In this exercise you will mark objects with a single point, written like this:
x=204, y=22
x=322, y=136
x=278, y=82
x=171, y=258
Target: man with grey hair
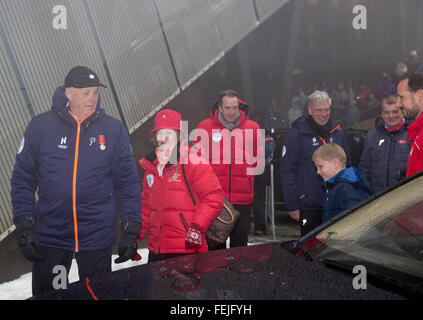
x=302, y=187
x=80, y=163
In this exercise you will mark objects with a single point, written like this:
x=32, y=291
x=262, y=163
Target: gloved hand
x=194, y=236
x=28, y=239
x=128, y=243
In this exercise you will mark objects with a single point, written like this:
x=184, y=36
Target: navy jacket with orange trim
x=302, y=187
x=78, y=179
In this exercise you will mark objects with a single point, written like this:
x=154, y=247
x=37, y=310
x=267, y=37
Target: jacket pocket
x=184, y=222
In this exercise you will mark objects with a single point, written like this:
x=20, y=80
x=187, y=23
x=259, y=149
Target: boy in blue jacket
x=344, y=186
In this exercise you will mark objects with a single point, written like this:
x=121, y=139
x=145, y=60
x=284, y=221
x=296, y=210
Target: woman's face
x=167, y=136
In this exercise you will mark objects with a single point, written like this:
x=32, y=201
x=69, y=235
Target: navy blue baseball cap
x=82, y=77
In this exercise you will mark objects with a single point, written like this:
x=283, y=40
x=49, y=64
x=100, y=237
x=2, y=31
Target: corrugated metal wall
x=146, y=52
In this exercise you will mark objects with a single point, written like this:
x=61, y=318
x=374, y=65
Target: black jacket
x=385, y=154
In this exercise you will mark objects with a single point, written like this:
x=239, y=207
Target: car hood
x=260, y=272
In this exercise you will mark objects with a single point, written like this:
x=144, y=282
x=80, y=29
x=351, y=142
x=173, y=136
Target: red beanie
x=167, y=119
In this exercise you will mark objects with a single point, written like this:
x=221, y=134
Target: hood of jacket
x=244, y=110
x=60, y=106
x=353, y=176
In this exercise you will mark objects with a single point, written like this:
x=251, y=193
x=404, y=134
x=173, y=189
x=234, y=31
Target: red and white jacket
x=167, y=207
x=245, y=152
x=415, y=159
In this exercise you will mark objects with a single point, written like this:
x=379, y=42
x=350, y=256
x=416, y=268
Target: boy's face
x=327, y=169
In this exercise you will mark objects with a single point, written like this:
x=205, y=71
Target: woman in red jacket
x=174, y=225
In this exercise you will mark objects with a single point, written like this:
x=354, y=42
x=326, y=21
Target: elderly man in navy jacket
x=302, y=187
x=79, y=160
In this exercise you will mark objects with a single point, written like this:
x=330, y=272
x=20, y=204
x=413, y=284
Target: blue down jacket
x=302, y=187
x=77, y=179
x=344, y=190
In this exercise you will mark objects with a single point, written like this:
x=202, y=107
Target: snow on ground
x=21, y=289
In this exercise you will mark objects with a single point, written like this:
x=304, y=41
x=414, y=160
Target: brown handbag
x=221, y=227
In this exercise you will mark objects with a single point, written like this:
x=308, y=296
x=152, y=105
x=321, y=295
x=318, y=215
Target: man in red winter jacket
x=233, y=145
x=410, y=97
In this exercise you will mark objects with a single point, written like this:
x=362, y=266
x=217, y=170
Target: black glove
x=28, y=239
x=128, y=243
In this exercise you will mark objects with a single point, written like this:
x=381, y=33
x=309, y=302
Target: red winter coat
x=236, y=181
x=415, y=159
x=167, y=208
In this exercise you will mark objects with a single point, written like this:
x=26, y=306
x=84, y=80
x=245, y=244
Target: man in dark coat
x=386, y=148
x=78, y=160
x=302, y=187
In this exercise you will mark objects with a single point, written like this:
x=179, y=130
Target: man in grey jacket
x=386, y=148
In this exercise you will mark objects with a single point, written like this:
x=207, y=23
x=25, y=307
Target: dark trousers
x=309, y=220
x=90, y=263
x=259, y=207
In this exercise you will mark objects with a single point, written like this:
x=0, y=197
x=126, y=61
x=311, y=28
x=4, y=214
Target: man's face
x=391, y=114
x=327, y=169
x=407, y=100
x=82, y=101
x=320, y=112
x=229, y=108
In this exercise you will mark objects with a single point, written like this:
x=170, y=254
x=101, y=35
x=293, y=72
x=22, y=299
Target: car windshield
x=385, y=235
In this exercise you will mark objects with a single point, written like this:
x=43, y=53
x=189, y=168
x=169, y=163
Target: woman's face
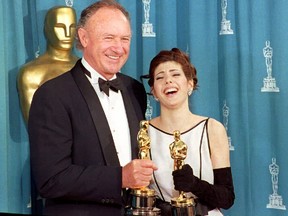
x=170, y=84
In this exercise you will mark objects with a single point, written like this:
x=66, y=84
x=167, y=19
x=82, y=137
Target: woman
x=206, y=174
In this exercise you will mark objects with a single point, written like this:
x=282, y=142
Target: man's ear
x=83, y=36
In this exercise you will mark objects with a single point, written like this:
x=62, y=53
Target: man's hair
x=91, y=10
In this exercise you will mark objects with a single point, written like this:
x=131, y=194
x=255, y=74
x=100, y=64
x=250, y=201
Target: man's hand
x=137, y=173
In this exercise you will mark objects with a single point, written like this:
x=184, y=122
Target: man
x=59, y=28
x=83, y=136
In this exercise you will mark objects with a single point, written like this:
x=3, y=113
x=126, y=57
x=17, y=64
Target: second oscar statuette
x=143, y=199
x=182, y=205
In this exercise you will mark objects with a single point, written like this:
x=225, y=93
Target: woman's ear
x=190, y=84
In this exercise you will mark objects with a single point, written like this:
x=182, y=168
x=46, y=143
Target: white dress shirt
x=115, y=112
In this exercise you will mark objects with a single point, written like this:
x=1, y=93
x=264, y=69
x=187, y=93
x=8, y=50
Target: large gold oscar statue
x=143, y=199
x=181, y=205
x=59, y=28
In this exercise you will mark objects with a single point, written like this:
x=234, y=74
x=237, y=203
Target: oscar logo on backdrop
x=269, y=82
x=225, y=24
x=59, y=28
x=147, y=27
x=275, y=200
x=225, y=110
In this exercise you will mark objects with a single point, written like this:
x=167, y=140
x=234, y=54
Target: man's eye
x=126, y=39
x=108, y=38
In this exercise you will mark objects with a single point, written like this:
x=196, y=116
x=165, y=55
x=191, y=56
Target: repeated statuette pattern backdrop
x=239, y=49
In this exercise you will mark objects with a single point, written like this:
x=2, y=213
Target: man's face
x=106, y=40
x=60, y=29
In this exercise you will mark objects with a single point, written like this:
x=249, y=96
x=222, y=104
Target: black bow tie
x=104, y=85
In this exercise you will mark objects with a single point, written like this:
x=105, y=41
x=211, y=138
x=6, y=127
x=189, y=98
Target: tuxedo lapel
x=131, y=116
x=97, y=114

· · · ·

What is expected: Set down the complete material exactly, but do not include the images.

Solution:
In this exercise you will mark objects with a single point, written like this:
x=204, y=22
x=322, y=136
x=278, y=82
x=171, y=258
Target: man with grey hair
x=302, y=187
x=80, y=163
In this exercise you will mark objects with a single point, written like this:
x=32, y=291
x=262, y=163
Target: gloved hand
x=194, y=236
x=28, y=239
x=128, y=243
In this exercise you will mark objects with a single point, written like this:
x=184, y=36
Target: navy jacket with orange trim
x=302, y=187
x=78, y=179
In this exercise you will mark objects with a single point, written like this:
x=154, y=247
x=37, y=310
x=267, y=37
Target: jacket pocket
x=184, y=222
In this exercise you will mark objects with a single point, written like this:
x=20, y=80
x=187, y=23
x=259, y=149
Target: boy in blue jacket
x=344, y=186
In this exercise you will mark objects with a single point, written like this:
x=121, y=139
x=145, y=60
x=284, y=221
x=296, y=210
Target: woman's face
x=167, y=136
In this exercise you will mark objects with a single point, written like this:
x=32, y=201
x=69, y=235
Target: navy blue baseball cap
x=82, y=77
In this exercise you will mark objects with a single point, written like this:
x=283, y=40
x=49, y=64
x=100, y=237
x=2, y=31
Target: corrugated metal wall
x=146, y=52
In this exercise you will mark objects with a single point, written like this:
x=61, y=318
x=374, y=65
Target: black jacket
x=385, y=154
In this exercise you will mark objects with a single point, written like this:
x=239, y=207
Target: car hood
x=260, y=272
In this exercise you will mark objects with a single point, written like this:
x=144, y=282
x=80, y=29
x=351, y=142
x=173, y=136
Target: red beanie
x=167, y=119
In this exercise you will mark objects with a single point, written like this:
x=221, y=134
Target: hood of jacket
x=244, y=110
x=60, y=106
x=353, y=176
In this exercise you will mark objects with a single point, written like this:
x=251, y=193
x=404, y=134
x=173, y=189
x=234, y=31
Target: red and white jacket
x=167, y=207
x=245, y=152
x=415, y=159
In this exercise you will mark objects with a single point, written like this:
x=379, y=42
x=350, y=256
x=416, y=268
Target: boy's face
x=327, y=169
In this exercise you will mark objects with a single point, written like this:
x=205, y=71
Target: woman in red jacket
x=174, y=225
In this exercise you will mark objects with a single point, written like this:
x=354, y=42
x=326, y=21
Target: elderly man in navy jacket
x=302, y=187
x=79, y=160
In this exercise you will mark objects with a single point, written like this:
x=330, y=272
x=20, y=204
x=413, y=284
Target: blue down jacket
x=302, y=187
x=77, y=179
x=344, y=190
In this exercise you will mark objects with a single point, written like this:
x=202, y=107
Target: snow on ground
x=21, y=289
In this exercise you will mark objects with a single point, written like this:
x=304, y=41
x=414, y=160
Target: brown handbag
x=221, y=227
In this exercise you will mark objects with a single point, written like this:
x=308, y=296
x=152, y=105
x=321, y=295
x=318, y=215
Target: man in red winter jacket
x=233, y=145
x=410, y=97
In this exercise you will mark objects with a single point, written like this:
x=362, y=266
x=217, y=170
Target: black glove
x=28, y=239
x=128, y=243
In this exercise you will mark objects with a single point, written like this:
x=381, y=33
x=309, y=302
Target: red winter coat
x=236, y=181
x=415, y=159
x=167, y=208
In this exercise you will mark objects with a single point, written like this:
x=26, y=306
x=84, y=80
x=245, y=244
Target: man in dark coat
x=386, y=148
x=78, y=160
x=302, y=187
In this exercise you will mark objects with a single point, written like this:
x=179, y=130
Target: man in grey jacket
x=386, y=148
In this exercise you will mark objects with a single point, written like this:
x=207, y=23
x=25, y=307
Target: dark trousers
x=309, y=220
x=90, y=263
x=259, y=207
In this exercise you will mark objects with a single point, written like this:
x=0, y=197
x=126, y=61
x=311, y=28
x=4, y=214
Target: man's face
x=391, y=114
x=327, y=169
x=407, y=100
x=82, y=101
x=320, y=112
x=229, y=108
In this exercise you will mark objects with a single point, written like this:
x=170, y=254
x=101, y=35
x=293, y=72
x=22, y=299
Target: car windshield
x=385, y=235
In this exercise you will mark objects with a single point, written like this:
x=43, y=53
x=189, y=168
x=169, y=163
Target: woman's face
x=170, y=84
In this exercise you will mark objects with a single point, written like this:
x=66, y=84
x=167, y=19
x=82, y=137
Target: woman
x=206, y=174
In this exercise you will mark objects with a single point, written like this:
x=282, y=142
Target: man's ear
x=83, y=36
In this exercise you will mark objects with a single point, written like this:
x=62, y=53
Target: man's hair
x=91, y=10
In this exercise you will mark objects with a single point, written like this:
x=131, y=194
x=255, y=74
x=100, y=64
x=250, y=201
Target: man's hand
x=137, y=173
In this exercise you will mark objects with a single point, written like this:
x=184, y=122
Target: man
x=59, y=28
x=83, y=136
In this exercise you will mark objects with a single point, written like this:
x=3, y=113
x=126, y=57
x=17, y=64
Target: second oscar statuette
x=143, y=199
x=182, y=205
In this exercise you will mark objects with a single point, written like this:
x=225, y=93
Target: woman's ear
x=190, y=84
In this exercise you will mark objects with a single point, written like this:
x=182, y=168
x=46, y=143
Target: white dress shirt
x=115, y=112
In this exercise you will mark objects with a single point, written like this:
x=1, y=93
x=264, y=69
x=187, y=93
x=8, y=50
Target: large gold oscar statue
x=143, y=199
x=181, y=205
x=59, y=28
In this exercise you will mark objects with a single point, written like this:
x=234, y=74
x=237, y=203
Target: oscar logo on backdrop
x=269, y=82
x=225, y=24
x=59, y=28
x=147, y=27
x=275, y=200
x=225, y=110
In this exercise you will mark objects with a single point, written like this:
x=167, y=140
x=234, y=54
Target: man's eye
x=126, y=39
x=108, y=38
In this exercise you will mark objects with a single point, written like this:
x=196, y=116
x=165, y=55
x=191, y=56
Target: repeated statuette pattern backdrop
x=239, y=49
In this exercise you will mark objects with a single point, written like this:
x=2, y=213
Target: man's face
x=106, y=40
x=60, y=29
In this exercise you will mark objects with a single point, written like this:
x=249, y=96
x=222, y=104
Target: black bow tie
x=104, y=85
In this exercise you will mark objects with a single point, written like this:
x=105, y=41
x=211, y=138
x=6, y=127
x=189, y=98
Target: tuxedo lapel
x=131, y=116
x=97, y=114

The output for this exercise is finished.